Point labeling dataset excerpts:

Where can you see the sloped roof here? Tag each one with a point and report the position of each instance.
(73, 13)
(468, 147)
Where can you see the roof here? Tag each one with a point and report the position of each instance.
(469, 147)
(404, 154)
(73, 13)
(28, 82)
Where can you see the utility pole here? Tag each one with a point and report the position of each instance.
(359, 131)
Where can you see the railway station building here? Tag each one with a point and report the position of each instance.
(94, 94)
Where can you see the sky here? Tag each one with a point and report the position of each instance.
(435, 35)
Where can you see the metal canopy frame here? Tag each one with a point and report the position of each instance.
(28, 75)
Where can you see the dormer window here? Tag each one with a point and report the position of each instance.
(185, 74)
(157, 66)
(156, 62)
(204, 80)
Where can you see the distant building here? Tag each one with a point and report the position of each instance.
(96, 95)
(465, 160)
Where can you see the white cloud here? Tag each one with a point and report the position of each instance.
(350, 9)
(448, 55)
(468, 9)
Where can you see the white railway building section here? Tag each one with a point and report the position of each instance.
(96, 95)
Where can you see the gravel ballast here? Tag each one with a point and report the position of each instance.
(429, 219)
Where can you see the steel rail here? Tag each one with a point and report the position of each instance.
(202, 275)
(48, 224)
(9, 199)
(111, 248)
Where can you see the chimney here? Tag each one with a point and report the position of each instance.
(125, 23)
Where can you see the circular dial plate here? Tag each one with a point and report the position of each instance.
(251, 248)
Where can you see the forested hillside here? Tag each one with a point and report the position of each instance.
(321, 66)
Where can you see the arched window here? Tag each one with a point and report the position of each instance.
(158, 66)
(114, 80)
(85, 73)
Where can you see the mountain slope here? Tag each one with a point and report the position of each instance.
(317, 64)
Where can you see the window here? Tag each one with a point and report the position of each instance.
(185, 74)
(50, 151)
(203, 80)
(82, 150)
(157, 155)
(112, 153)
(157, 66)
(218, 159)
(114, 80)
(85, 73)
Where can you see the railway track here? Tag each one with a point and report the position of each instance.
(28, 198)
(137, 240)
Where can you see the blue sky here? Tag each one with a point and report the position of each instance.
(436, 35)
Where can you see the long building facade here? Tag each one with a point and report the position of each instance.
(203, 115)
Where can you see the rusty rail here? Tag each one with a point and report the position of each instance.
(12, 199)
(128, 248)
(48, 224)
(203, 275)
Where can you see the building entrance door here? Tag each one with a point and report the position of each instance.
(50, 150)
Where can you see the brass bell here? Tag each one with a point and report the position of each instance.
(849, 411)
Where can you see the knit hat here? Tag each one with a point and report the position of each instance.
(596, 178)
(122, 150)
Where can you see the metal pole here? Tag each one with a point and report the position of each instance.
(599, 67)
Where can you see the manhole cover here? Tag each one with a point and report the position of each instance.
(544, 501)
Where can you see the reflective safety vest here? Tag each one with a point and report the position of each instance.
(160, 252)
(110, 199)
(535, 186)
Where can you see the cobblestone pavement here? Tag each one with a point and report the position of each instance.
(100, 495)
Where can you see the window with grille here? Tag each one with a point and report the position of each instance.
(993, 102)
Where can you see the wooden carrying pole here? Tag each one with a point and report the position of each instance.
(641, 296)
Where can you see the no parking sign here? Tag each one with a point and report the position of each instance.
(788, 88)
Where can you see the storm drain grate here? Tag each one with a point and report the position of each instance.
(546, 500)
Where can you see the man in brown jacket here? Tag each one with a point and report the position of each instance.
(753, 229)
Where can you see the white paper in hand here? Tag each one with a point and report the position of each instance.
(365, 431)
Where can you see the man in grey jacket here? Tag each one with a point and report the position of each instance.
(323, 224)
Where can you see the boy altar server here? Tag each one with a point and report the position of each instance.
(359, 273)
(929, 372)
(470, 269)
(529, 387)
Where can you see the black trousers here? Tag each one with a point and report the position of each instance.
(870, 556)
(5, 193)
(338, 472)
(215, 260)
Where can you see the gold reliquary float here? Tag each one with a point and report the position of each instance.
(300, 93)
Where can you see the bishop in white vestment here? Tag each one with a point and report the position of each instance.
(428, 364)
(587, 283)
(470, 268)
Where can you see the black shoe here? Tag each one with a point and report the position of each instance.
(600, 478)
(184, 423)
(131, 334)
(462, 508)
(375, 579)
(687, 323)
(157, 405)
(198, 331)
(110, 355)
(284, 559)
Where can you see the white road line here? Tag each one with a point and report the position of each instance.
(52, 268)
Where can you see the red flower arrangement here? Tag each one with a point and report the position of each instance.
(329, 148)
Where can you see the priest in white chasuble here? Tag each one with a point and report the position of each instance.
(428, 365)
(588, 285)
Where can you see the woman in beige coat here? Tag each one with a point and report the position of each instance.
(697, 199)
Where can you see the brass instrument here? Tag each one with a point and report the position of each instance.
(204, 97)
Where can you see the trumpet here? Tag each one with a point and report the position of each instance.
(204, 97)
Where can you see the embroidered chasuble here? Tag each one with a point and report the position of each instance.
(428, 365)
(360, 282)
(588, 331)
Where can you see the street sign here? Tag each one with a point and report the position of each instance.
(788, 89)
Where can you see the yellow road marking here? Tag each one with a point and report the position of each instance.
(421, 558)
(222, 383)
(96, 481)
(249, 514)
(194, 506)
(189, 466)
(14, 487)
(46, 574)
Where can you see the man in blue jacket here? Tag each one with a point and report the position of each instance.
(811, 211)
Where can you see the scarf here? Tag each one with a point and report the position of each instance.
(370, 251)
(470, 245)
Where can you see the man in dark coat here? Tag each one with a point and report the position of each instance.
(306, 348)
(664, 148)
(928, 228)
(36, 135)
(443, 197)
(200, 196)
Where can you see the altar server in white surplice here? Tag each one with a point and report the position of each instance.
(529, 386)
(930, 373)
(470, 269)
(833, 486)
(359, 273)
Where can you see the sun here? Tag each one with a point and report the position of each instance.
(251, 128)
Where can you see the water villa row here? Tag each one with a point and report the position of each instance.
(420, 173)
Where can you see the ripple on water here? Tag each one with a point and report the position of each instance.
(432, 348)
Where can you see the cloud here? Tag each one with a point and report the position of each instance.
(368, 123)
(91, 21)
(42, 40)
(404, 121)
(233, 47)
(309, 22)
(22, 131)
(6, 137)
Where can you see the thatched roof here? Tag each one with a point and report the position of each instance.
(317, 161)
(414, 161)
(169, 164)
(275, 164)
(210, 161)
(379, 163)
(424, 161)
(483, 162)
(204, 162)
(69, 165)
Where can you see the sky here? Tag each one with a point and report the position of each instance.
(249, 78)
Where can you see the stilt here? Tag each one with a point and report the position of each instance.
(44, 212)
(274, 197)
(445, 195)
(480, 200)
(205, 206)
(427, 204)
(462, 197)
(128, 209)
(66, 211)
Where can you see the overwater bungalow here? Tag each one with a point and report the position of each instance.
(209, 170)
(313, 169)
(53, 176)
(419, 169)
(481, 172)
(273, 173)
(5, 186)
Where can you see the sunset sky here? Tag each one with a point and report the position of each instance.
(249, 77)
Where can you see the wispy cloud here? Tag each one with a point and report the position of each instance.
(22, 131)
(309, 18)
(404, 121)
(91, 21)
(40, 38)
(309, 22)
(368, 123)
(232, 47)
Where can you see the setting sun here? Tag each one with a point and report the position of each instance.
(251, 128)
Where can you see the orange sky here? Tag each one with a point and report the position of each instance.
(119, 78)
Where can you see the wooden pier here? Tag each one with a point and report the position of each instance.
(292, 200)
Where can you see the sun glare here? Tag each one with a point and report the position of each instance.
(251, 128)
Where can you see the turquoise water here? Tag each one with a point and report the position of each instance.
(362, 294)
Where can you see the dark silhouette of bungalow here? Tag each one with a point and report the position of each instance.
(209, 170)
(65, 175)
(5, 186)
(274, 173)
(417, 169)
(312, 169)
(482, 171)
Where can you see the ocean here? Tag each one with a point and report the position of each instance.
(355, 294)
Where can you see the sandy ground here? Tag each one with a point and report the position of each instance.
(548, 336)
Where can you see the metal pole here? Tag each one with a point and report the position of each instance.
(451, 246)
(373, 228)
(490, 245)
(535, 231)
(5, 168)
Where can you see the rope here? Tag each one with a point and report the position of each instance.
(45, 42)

▶ **EXERCISE PROMPT**
Begin at the line containing "Where can you see the thatched" and reproduce each line through the end of the records above.

▶ **TASK RESPONSE**
Where can you see the thatched roof here? Tag each one with a point and report the position of each instance.
(317, 161)
(414, 161)
(169, 164)
(275, 164)
(210, 161)
(379, 163)
(424, 161)
(483, 162)
(204, 162)
(69, 165)
Where can you see the sky here? Tag each one with a point and report the position of each instance.
(249, 78)
Where can you see the stilt here? Tag each one with a point and report the position of each instance.
(44, 212)
(274, 197)
(445, 195)
(480, 200)
(205, 206)
(427, 204)
(462, 197)
(128, 209)
(66, 211)
Where can you see the overwater bungalow here? Tag each one with a point and report the position of each instance.
(209, 170)
(313, 169)
(53, 176)
(419, 169)
(481, 172)
(273, 173)
(5, 186)
Where can you see the sunset sky here? Tag each one with a point and report the position of each instance.
(249, 77)
Where can you see the wispy cloud here? Tag each one with a point and report the position of each instance.
(22, 131)
(309, 18)
(404, 121)
(91, 21)
(40, 38)
(309, 22)
(368, 123)
(232, 47)
Where can you see the setting sun here? Tag each one with a point and report the position of each instance.
(251, 128)
Where can you see the orange sky here? Tag each one with a point and report the position of each instance.
(119, 78)
Where can you see the wooden pier here? Tag each one with a point and report the position of each instance.
(292, 200)
Where can you see the sun glare here? Tag each one with a point and report the position of each instance.
(251, 128)
Where can you see the turquoise water here? Tag each one with a point and report the position of each instance.
(362, 294)
Where can you see the dark silhouette of bungalow here? Tag each one with a point and report the position of each instance.
(209, 170)
(65, 175)
(5, 186)
(274, 173)
(417, 169)
(312, 169)
(482, 171)
Where can you see the ocean here? Tag each one with a point and report the position of each instance.
(355, 294)
Where can you see the sandy ground here? Tag each one with a point and report the position of each instance.
(548, 336)
Where can you see the metal pole here? Tag each one with a point and report the position of each instance.
(451, 246)
(373, 228)
(490, 245)
(535, 231)
(5, 168)
Where can you see the rope here? Tag each one with a point and report the position of each instance.
(45, 42)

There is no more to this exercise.